Extract to read:
━━━━━━
It has been exactly five years since Ontario opened up its wholesale and retail electricity markets to competition. That long, hot summer saw many power projects cancelled—the victims of uncertainties about profitability, despite rising provincial load. The results of the pullback were predictable: less reliability of supply and less-stable power costs. Regulators responded just as predictably: by quickly freezing rates for about half of Ontario’s electricity consumers.
Five years later, little new capacity has been installed in the province, which remains dominated by publicly owned Ontario Power Generation. As a result, only 25% of Ontario’s power consumers are reaping the putative cost benefits of competition. Making matters worse, demand growth has continued to outstrip supply, shrinking reserve margins. Over the past two years, Ontario’s Independent Electrical System Operator (IESO) has asked citizens 17 times to curb their electricity consumption. The most recent appeal was issued on August 2, as this article was being written.
According to the IESO, “By 2014, close to 13,000 MW of Ontario’s electricity requirements will need to be met with new supply or demand-side resources.” The good news on the supply side is that power projects totaling 7,000 MW of capacity (most of them gas-fired combined-cycle plants) are projected to enter service by 2011. The bad news is the provincial government’s stated goal to wean Ontario off of coal completely by 2014. If that plan is implemented, many of Ontario’s 6,500 MW of coal-fired plants will be shut down in phases, making maintenance of system reliability problematic.
━━━━━━
Instruction 1: Could you copy the records word for word, from their first line up to and including the line with "box: [820, 562, 1958, 880]"?
━━━━━━
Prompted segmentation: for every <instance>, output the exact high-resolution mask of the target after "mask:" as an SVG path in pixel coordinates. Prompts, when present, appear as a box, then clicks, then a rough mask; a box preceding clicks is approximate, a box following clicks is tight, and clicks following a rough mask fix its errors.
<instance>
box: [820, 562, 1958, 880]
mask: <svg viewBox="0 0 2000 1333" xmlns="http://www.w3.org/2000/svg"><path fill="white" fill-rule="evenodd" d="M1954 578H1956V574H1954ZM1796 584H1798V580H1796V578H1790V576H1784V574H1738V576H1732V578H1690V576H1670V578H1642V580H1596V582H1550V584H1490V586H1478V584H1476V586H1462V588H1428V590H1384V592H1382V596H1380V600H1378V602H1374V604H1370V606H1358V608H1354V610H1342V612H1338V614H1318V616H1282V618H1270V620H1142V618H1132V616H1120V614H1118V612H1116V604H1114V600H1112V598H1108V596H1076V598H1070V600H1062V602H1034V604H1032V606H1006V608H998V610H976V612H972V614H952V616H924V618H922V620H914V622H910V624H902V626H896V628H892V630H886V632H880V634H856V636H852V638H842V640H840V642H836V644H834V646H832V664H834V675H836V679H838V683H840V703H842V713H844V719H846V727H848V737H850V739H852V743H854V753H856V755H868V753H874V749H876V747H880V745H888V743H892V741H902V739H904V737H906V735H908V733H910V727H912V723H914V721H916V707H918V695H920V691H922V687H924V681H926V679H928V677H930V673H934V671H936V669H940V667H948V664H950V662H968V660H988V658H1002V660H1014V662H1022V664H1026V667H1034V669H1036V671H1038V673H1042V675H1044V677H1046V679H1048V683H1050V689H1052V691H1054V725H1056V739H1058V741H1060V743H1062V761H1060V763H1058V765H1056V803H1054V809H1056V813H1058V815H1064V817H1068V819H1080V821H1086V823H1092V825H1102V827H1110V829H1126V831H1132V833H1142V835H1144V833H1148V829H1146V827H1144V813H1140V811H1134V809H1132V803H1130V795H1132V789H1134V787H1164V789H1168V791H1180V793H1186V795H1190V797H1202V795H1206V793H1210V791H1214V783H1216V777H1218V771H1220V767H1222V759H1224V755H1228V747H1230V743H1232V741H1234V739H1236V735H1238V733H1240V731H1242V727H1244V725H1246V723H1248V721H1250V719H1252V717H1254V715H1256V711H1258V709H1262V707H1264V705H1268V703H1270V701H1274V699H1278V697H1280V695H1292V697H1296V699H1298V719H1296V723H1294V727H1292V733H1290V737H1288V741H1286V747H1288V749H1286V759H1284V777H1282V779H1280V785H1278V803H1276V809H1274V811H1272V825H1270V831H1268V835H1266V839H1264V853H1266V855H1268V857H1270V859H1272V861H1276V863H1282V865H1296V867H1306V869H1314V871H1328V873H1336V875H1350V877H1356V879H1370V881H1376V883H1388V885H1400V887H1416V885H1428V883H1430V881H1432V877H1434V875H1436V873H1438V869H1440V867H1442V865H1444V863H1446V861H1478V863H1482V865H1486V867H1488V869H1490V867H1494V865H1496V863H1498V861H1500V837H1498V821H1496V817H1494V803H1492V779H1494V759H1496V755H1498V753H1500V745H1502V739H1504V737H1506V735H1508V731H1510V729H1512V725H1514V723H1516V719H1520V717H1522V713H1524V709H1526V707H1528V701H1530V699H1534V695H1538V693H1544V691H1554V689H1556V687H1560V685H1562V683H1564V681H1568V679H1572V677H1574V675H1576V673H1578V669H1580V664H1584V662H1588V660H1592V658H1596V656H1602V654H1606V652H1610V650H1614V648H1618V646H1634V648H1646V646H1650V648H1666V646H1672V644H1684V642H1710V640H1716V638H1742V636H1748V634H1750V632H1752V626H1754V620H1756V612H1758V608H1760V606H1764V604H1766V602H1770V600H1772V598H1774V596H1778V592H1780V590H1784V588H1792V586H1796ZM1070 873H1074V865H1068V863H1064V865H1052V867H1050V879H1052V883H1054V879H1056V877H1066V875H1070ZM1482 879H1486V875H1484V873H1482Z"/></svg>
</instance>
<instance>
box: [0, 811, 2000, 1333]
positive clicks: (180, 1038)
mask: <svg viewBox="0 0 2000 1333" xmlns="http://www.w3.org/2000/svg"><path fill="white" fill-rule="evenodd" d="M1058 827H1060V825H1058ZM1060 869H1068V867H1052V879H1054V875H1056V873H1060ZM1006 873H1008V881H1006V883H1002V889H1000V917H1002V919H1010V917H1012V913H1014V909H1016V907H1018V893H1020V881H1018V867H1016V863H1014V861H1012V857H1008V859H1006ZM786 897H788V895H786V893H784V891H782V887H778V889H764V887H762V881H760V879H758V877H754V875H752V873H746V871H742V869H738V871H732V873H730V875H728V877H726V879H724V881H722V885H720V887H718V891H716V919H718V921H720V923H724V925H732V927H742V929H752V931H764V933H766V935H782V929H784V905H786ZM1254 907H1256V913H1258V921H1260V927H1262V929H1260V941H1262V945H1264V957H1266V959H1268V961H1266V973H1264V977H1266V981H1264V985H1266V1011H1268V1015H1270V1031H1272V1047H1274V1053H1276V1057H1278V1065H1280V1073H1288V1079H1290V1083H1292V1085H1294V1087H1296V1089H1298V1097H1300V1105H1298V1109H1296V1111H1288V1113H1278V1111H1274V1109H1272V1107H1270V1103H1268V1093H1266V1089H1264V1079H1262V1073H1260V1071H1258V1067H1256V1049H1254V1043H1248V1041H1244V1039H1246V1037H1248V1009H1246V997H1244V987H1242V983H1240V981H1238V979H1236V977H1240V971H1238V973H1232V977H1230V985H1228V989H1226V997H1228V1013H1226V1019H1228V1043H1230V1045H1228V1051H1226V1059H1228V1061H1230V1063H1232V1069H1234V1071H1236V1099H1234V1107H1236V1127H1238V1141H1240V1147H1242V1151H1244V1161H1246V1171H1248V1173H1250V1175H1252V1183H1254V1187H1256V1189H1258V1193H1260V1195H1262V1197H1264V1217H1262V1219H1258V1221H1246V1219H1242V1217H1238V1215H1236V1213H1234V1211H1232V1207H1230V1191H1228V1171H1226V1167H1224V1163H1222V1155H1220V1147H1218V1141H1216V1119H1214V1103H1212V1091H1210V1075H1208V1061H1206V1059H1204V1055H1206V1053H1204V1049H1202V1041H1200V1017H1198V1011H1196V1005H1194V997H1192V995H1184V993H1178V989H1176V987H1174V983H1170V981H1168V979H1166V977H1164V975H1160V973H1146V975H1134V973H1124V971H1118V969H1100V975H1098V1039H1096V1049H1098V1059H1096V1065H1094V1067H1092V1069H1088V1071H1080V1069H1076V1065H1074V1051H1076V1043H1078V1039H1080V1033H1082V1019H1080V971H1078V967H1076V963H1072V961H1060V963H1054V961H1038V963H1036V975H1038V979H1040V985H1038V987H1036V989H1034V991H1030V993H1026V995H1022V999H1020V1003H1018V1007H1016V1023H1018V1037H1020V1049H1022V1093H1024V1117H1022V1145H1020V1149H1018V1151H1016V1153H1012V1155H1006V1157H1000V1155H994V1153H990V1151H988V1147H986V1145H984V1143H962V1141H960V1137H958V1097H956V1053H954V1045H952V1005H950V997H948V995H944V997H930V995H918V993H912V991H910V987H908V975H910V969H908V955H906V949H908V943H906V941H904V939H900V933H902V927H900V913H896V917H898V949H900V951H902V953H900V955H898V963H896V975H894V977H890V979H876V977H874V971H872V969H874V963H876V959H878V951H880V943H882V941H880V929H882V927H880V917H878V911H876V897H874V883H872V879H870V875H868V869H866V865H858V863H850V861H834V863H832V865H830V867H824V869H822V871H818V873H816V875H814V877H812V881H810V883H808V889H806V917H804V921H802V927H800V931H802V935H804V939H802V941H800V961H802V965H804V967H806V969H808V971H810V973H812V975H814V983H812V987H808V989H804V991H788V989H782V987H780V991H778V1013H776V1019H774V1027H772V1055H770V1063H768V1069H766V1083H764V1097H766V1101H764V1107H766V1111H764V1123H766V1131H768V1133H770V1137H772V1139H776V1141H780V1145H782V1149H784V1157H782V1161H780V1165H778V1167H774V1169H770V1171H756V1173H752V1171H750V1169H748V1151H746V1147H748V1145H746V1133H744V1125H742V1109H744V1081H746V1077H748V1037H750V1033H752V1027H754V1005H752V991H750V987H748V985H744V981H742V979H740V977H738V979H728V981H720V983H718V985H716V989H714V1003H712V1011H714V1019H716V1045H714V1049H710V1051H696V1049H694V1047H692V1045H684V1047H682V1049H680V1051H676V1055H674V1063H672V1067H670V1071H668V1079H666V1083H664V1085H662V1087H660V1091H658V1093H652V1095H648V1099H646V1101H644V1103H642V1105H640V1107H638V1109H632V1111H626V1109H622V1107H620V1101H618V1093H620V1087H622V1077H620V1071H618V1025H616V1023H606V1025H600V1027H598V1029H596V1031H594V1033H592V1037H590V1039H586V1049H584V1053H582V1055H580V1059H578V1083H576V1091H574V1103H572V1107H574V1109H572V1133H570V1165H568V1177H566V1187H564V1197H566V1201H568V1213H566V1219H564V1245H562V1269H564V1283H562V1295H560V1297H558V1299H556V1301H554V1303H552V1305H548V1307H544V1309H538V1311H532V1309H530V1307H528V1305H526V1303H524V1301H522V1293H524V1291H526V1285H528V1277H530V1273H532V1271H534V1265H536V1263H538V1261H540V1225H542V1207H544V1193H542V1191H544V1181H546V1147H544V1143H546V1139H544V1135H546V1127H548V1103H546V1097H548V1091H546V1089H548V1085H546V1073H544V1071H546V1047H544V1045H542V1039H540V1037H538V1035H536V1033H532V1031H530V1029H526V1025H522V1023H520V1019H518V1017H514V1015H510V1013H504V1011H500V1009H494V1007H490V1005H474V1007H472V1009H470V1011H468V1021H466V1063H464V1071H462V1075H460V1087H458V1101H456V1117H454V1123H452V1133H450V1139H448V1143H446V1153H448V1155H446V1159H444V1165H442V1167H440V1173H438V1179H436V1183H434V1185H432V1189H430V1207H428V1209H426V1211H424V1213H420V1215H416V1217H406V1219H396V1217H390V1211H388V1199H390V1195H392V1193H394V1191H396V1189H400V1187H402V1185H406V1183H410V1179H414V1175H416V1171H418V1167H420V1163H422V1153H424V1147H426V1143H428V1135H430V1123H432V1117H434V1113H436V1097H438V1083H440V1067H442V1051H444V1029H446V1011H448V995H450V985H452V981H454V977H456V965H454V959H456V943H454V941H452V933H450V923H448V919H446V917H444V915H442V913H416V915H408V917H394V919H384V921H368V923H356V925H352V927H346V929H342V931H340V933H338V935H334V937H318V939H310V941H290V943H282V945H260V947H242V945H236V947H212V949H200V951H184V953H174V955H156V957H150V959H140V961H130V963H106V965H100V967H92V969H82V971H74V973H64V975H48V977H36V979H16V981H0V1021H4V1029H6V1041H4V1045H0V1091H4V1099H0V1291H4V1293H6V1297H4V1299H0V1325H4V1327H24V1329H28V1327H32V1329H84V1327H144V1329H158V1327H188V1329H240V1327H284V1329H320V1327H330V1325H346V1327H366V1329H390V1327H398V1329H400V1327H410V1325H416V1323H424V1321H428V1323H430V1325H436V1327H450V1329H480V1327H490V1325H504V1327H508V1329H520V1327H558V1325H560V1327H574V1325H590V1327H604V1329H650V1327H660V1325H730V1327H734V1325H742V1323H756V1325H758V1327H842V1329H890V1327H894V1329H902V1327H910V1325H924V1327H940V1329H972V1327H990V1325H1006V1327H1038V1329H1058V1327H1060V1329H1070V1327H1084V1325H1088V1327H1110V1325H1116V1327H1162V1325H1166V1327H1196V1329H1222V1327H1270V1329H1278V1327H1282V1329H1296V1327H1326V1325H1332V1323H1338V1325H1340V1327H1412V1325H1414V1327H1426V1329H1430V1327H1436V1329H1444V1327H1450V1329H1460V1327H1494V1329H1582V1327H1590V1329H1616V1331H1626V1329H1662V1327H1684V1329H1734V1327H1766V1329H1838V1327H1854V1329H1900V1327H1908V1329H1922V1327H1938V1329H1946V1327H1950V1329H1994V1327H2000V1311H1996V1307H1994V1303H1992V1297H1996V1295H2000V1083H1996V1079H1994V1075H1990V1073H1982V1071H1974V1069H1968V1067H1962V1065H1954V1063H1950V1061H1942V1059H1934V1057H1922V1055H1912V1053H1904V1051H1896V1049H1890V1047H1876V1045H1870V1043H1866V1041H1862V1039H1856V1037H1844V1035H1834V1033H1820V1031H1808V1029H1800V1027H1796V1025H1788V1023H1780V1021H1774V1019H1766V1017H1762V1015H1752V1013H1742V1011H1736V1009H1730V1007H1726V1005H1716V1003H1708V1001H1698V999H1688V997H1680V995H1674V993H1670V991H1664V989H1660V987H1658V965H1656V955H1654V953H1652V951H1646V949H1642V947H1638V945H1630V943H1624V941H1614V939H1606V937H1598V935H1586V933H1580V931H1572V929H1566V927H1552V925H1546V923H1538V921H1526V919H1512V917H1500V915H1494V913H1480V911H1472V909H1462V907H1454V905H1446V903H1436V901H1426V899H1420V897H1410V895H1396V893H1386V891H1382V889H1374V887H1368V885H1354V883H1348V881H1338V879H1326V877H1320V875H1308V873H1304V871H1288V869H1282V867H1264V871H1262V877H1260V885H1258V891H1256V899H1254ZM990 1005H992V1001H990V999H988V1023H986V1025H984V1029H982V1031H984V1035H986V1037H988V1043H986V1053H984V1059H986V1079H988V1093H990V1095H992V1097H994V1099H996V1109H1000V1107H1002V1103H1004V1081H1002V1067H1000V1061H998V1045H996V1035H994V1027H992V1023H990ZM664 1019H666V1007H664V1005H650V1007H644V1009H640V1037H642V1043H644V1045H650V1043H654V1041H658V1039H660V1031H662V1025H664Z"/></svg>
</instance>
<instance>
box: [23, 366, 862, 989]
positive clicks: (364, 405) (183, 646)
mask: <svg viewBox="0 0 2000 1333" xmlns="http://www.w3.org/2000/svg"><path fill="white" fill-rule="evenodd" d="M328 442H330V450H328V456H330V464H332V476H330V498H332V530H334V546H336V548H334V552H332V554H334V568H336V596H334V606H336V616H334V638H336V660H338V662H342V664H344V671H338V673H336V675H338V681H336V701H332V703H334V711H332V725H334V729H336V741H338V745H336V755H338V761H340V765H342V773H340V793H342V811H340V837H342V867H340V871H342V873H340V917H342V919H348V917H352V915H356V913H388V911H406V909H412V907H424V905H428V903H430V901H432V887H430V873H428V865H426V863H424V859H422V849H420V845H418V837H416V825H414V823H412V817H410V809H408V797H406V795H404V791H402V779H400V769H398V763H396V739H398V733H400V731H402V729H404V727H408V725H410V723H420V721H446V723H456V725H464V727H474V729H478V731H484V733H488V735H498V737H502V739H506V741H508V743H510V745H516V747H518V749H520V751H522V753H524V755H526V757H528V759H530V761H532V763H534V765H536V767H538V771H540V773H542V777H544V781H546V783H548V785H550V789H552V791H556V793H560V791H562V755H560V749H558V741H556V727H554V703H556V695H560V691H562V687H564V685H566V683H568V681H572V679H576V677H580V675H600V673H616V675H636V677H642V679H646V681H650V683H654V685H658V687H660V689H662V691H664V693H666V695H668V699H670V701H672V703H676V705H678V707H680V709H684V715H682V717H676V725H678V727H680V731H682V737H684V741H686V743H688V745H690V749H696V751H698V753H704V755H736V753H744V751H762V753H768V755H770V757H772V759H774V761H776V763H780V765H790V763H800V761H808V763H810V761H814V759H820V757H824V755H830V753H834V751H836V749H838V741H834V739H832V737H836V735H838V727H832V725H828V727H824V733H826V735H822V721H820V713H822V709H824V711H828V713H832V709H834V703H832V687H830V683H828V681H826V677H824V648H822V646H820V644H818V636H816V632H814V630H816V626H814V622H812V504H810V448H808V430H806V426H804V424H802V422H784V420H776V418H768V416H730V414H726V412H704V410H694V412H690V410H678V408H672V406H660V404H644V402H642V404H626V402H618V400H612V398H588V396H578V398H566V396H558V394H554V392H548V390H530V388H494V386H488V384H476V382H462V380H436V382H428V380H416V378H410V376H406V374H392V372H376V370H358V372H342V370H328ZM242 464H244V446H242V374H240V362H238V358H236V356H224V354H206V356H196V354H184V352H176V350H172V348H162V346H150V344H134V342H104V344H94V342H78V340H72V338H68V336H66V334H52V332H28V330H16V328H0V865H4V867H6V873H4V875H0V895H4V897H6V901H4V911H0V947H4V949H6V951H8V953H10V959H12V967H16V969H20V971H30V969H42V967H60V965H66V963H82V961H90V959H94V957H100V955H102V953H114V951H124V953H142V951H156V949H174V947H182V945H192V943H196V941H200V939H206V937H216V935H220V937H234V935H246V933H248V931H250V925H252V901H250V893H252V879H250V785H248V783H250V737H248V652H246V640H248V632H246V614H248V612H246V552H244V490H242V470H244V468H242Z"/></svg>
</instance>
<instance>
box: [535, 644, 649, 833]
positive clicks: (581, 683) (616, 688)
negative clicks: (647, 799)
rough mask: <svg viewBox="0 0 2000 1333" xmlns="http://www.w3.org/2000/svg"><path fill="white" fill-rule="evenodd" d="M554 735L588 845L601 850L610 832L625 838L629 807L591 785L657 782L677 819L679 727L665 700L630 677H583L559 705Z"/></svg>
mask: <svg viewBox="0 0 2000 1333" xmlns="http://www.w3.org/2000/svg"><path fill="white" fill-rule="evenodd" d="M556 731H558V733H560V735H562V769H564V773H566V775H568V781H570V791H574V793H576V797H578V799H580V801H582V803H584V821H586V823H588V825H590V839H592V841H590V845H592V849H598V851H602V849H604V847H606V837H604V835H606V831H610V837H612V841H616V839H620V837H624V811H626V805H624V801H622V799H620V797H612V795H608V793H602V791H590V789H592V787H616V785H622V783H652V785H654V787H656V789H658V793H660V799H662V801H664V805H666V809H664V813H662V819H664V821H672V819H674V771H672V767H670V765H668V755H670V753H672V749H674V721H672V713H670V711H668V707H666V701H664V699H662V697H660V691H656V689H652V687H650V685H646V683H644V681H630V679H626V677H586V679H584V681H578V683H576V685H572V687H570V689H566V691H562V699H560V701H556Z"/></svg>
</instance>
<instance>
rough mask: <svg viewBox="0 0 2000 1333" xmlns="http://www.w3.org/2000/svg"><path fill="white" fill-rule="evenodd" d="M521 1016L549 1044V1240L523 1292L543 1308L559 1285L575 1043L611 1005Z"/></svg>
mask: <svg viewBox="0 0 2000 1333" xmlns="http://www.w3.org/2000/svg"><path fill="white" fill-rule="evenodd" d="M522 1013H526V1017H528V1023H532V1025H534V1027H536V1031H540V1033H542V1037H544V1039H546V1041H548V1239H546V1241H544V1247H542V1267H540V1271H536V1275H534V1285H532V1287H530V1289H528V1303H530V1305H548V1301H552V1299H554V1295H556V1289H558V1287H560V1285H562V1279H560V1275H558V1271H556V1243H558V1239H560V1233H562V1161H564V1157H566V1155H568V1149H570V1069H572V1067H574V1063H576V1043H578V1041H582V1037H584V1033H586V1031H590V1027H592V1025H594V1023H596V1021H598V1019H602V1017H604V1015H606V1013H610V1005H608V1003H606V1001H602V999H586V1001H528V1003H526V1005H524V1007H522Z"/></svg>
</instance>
━━━━━━
Instruction 2: How would you say this sentence from the article on Ontario's electricity market in Spanish: "Five years later, little new capacity has been installed in the province, which remains dominated by publicly owned Ontario Power Generation."

Response 1:
Prompted segmentation: for every <instance>, output the exact high-resolution mask of the target after "mask:" as an SVG path in pixel coordinates. Prompts, when present, appear as a box, then clicks, then a rough mask; a box preceding clicks is approximate, a box following clicks is tight, and clicks following a rough mask fix its errors.
<instance>
box: [820, 562, 1958, 880]

Response 2: Cinco años después, se ha instalado poca capacidad nueva en la provincia, que sigue dominada por Ontario Power Generation, de propiedad pública.